# PROBLEM TO SOLVE:
Could you return the lines below exactly, from the first line up to and including the line that holds "positive clicks: (1655, 463)"?

# DATA TO PROCESS:
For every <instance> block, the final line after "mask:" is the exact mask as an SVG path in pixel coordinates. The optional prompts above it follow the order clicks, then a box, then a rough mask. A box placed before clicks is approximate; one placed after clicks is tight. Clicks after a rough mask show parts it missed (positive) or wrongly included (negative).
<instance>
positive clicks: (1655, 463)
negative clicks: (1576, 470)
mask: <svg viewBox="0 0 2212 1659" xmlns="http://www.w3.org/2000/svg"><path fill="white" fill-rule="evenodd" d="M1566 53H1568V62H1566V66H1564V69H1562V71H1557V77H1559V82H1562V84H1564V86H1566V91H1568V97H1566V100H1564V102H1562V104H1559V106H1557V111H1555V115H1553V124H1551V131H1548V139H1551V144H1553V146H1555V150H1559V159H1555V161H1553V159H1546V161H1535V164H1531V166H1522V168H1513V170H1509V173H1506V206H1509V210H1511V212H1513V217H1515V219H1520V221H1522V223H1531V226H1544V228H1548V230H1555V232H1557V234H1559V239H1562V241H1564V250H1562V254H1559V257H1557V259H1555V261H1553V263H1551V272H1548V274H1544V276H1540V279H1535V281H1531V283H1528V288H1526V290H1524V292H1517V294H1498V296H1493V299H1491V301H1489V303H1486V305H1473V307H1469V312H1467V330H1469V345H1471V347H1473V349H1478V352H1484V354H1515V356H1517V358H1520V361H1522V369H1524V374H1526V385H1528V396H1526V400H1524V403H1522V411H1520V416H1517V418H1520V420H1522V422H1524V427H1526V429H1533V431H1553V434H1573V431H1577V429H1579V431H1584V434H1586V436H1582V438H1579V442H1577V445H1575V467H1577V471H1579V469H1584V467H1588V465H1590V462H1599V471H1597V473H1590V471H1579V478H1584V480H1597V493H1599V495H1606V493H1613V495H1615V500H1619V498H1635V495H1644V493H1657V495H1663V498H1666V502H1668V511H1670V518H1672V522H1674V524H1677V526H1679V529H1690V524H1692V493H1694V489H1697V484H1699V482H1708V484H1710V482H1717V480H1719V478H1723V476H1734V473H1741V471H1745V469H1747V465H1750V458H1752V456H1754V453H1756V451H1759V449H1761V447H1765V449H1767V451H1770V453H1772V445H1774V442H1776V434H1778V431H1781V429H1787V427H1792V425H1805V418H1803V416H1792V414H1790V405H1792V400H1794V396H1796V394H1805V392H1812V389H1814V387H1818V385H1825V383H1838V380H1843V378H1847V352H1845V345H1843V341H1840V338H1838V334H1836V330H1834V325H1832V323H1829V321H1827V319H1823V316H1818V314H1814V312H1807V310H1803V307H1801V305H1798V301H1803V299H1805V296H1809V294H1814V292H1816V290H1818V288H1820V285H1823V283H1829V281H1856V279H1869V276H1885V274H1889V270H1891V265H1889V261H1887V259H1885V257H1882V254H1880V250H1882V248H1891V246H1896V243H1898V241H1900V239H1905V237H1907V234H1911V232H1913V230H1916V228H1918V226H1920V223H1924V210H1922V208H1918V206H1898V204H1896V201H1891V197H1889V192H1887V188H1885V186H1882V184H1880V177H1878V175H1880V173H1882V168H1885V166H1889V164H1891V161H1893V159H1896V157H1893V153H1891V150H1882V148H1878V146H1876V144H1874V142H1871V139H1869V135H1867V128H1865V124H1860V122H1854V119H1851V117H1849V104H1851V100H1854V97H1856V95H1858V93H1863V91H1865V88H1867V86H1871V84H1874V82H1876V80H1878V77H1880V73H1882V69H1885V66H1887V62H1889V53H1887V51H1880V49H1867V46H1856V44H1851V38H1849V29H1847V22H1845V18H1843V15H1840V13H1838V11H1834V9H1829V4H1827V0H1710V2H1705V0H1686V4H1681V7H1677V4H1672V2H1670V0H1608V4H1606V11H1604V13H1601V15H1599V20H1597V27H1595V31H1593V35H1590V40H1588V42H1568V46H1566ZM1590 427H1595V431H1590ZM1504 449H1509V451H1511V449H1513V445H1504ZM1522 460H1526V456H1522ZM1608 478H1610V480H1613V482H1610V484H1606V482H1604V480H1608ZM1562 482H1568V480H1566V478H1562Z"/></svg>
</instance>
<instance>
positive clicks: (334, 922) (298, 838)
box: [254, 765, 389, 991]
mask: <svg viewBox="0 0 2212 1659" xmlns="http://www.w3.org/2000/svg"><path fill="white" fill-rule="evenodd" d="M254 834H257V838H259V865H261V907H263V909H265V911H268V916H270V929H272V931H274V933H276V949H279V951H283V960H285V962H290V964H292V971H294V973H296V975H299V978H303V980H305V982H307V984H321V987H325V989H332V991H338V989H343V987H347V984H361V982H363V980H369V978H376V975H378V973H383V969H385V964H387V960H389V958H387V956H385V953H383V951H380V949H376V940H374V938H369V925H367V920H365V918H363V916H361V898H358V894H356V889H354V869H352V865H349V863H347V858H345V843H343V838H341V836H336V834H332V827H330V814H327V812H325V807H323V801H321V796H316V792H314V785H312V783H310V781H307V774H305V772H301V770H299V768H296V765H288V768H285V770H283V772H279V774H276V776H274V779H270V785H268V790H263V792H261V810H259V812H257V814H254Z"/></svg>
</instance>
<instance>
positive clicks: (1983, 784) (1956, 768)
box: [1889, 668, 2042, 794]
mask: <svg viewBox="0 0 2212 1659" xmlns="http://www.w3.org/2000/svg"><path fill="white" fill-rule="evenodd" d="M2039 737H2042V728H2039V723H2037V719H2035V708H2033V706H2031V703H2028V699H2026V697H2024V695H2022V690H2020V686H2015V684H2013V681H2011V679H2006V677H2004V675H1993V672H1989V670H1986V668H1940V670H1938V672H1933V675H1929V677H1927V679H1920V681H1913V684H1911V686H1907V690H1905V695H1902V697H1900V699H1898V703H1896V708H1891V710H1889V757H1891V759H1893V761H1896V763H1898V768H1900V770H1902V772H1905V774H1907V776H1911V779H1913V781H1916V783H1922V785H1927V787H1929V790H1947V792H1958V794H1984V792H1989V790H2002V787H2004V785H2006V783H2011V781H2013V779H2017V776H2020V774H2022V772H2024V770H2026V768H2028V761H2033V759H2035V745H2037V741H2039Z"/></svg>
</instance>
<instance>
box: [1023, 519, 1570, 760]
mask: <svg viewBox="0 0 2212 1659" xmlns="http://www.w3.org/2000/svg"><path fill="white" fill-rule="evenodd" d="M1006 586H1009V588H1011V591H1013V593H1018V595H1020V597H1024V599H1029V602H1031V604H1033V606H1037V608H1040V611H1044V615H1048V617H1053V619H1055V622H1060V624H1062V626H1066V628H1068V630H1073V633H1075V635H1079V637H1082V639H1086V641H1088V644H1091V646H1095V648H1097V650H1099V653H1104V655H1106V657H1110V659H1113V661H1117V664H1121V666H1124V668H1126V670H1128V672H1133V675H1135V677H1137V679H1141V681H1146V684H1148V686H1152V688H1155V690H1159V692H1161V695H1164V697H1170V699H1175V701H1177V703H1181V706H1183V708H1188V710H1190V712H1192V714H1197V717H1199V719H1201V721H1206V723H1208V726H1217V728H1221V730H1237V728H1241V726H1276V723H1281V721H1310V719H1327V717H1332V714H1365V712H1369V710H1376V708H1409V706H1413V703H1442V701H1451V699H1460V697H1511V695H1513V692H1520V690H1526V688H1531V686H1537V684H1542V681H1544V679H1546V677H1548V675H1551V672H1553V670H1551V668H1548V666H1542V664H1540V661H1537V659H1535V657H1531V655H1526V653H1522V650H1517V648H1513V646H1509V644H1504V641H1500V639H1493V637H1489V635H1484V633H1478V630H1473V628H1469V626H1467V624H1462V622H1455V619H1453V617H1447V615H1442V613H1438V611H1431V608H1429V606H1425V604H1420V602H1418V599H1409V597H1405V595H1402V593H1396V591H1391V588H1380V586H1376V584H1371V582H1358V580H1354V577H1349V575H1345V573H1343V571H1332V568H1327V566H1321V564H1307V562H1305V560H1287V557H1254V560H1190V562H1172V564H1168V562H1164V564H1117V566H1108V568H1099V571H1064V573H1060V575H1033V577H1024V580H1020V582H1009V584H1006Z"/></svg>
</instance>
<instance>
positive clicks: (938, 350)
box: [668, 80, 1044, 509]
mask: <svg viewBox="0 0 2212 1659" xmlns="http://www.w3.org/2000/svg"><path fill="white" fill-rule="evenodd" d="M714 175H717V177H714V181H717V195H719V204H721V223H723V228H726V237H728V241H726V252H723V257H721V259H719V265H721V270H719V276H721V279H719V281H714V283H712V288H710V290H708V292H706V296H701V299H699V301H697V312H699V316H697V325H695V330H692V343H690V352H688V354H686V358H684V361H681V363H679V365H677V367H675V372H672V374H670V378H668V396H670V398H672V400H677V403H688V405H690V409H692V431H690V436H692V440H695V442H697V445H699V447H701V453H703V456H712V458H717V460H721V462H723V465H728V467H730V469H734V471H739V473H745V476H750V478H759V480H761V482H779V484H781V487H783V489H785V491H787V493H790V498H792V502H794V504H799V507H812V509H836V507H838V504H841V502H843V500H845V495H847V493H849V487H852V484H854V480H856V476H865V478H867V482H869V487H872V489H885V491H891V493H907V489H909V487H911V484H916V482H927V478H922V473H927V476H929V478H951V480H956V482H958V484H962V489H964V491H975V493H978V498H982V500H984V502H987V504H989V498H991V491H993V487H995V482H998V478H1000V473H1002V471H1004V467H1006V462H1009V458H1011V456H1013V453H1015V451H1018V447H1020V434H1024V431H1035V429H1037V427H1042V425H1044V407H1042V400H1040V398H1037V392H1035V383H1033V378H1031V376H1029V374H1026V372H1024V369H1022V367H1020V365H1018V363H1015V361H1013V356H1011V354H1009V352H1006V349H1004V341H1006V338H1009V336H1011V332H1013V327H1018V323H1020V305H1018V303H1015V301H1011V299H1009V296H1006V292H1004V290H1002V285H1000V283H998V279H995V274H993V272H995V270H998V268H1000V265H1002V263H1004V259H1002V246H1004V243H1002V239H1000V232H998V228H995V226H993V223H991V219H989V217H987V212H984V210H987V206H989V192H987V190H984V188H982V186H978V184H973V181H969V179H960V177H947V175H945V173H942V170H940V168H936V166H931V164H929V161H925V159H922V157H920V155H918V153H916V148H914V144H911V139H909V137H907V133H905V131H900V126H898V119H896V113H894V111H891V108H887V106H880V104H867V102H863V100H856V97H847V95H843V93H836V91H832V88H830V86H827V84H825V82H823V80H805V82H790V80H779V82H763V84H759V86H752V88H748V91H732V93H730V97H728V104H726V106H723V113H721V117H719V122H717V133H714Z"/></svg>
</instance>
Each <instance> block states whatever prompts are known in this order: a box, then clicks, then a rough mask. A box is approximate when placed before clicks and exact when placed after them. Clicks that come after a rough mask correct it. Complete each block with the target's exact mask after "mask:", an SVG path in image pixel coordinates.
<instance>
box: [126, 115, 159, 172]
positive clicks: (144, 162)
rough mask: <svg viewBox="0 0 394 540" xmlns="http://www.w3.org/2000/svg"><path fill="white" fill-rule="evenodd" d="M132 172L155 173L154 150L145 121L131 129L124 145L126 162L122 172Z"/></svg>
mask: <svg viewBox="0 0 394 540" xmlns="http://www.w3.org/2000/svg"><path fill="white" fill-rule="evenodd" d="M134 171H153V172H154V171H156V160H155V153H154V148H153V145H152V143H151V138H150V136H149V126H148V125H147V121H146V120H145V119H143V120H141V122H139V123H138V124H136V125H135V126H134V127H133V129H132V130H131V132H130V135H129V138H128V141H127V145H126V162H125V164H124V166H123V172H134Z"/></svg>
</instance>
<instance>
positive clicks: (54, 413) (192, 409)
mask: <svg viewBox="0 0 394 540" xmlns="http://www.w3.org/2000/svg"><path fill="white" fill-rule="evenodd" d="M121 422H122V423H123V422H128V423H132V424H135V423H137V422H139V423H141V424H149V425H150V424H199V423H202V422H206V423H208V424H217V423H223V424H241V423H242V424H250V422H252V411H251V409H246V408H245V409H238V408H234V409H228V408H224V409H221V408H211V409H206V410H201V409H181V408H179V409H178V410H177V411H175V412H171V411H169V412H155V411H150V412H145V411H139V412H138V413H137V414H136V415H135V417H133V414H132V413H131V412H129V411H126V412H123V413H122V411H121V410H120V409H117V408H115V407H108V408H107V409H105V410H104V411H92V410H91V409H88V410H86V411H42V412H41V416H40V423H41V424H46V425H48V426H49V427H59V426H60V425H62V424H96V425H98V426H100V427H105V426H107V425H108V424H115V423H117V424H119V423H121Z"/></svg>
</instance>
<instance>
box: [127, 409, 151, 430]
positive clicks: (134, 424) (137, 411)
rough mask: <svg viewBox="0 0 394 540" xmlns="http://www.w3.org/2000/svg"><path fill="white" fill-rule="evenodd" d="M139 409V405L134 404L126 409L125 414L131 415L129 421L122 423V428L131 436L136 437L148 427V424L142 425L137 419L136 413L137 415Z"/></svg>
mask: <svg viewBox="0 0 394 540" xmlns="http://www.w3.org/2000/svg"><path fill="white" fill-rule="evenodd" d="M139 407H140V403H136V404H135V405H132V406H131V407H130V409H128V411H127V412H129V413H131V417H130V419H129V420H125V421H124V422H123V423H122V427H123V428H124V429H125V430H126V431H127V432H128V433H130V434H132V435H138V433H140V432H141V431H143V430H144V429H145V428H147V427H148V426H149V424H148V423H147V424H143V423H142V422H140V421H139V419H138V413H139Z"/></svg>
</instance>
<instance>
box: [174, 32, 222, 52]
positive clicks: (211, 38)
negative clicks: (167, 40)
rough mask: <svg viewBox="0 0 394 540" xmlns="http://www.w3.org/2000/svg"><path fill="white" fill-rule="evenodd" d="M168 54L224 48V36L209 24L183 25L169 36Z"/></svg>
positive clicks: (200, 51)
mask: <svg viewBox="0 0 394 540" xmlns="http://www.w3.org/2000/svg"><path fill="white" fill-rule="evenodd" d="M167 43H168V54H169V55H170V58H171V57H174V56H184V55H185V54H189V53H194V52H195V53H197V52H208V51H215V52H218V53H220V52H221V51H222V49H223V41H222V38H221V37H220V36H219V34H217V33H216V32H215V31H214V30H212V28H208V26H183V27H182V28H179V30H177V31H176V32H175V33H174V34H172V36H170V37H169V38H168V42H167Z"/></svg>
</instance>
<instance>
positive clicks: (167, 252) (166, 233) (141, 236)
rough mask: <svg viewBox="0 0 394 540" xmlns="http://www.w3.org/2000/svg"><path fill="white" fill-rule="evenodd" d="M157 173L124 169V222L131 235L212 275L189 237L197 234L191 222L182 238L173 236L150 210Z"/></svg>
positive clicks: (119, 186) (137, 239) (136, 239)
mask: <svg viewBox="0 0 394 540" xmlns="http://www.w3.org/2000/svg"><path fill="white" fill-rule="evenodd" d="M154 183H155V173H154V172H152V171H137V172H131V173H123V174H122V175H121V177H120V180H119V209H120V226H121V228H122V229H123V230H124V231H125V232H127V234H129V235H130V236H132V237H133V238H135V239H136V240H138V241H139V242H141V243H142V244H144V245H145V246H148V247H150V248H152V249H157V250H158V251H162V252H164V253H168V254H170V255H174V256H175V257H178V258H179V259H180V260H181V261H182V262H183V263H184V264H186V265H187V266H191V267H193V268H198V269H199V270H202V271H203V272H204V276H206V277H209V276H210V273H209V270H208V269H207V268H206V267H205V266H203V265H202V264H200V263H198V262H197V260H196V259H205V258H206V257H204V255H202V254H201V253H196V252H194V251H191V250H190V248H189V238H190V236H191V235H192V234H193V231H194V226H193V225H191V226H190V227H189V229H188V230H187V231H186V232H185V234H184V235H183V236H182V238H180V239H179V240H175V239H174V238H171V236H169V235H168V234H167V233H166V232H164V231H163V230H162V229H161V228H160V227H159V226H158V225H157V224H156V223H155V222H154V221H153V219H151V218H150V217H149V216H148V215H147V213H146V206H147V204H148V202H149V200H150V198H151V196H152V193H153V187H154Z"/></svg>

# TASK OUTPUT:
For every <instance> block, the final line after "mask:" is the exact mask as an SVG path in pixel coordinates. The optional prompts above it follow the order clicks, then a box, then a rough mask. A box placed before clicks is approximate; one placed after clicks is tight. Clicks after a rough mask show parts it missed (positive) or wrongly included (negative).
<instance>
positive clicks: (1655, 463)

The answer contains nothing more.